**Document extract:**

LightGlue-full-compile won't work with torch '2.2.1+cu121'

mnauf commented 5 months ago

I have torch >=2, yet I can't run lightglue_full_compile. Logs are attached. Please help.

Environment:

ubuntu 20.04.1
python 3.9.18
torch '2.2.1+cu121'
gpu NVIDIA GeForce RTX 4060 Ti

Logs:

/home/mnauf/anaconda3/envs/lightglue2/bin/python /home/mnauf/Desktop/lightglue/benchmark.py --device cuda --num_keypoints 512 1024 2048 4096 --compile 
Running benchmark on device: cuda
Run benchmark for: LightGlue-full
Run benchmark for: LightGlue-adaptive
Run benchmark for: LightGlue-full-compile
/home/mnauf/anaconda3/envs/lightglue2/lib/python3.9/site-packages/torch/_inductor/compile_fx.py:140: UserWarning: TensorFloat32 tensor cores for float32 matrix multiplication available but not enabled. Consider setting `torch.set_float32_matmul_precision('high')` for better performance.
  warnings.warn(
Traceback (most recent call last):
  File "/home/mnauf/Desktop/lightglue/benchmark.py", line 195, in <module>
    runtime = measure(
  File "/home/mnauf/Desktop/lightglue/benchmark.py", line 25, in measure
    _ = matcher(data)

**Problem to solve:** Which GPU is listed in the environment section of the bug report? The records have no connection to the bug report.

**Dataset content:**
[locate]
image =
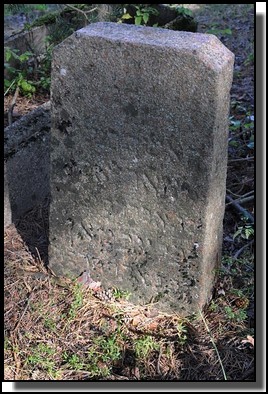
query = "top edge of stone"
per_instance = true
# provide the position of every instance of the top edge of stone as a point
(178, 40)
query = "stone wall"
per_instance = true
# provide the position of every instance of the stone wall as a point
(27, 155)
(139, 159)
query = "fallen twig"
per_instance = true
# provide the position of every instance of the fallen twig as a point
(240, 209)
(214, 345)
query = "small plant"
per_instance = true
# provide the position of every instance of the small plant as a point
(103, 353)
(143, 346)
(118, 294)
(184, 11)
(73, 361)
(234, 315)
(182, 331)
(77, 302)
(142, 14)
(42, 357)
(246, 232)
(18, 77)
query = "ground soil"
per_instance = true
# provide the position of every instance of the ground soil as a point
(217, 346)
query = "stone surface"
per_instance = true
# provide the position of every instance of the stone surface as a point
(139, 159)
(26, 153)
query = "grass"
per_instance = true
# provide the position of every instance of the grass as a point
(55, 332)
(67, 333)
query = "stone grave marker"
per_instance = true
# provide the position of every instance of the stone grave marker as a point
(139, 159)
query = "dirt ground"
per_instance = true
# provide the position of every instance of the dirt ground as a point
(55, 330)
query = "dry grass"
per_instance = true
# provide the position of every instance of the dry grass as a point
(59, 330)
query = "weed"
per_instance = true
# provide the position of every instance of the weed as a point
(235, 315)
(142, 14)
(77, 302)
(119, 294)
(42, 357)
(102, 354)
(144, 345)
(182, 331)
(246, 231)
(73, 361)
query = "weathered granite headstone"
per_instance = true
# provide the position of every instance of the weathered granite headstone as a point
(139, 159)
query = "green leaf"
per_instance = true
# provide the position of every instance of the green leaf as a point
(126, 16)
(238, 232)
(145, 17)
(227, 31)
(138, 20)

**Result of this exercise:** NVIDIA GeForce RTX 4060 Ti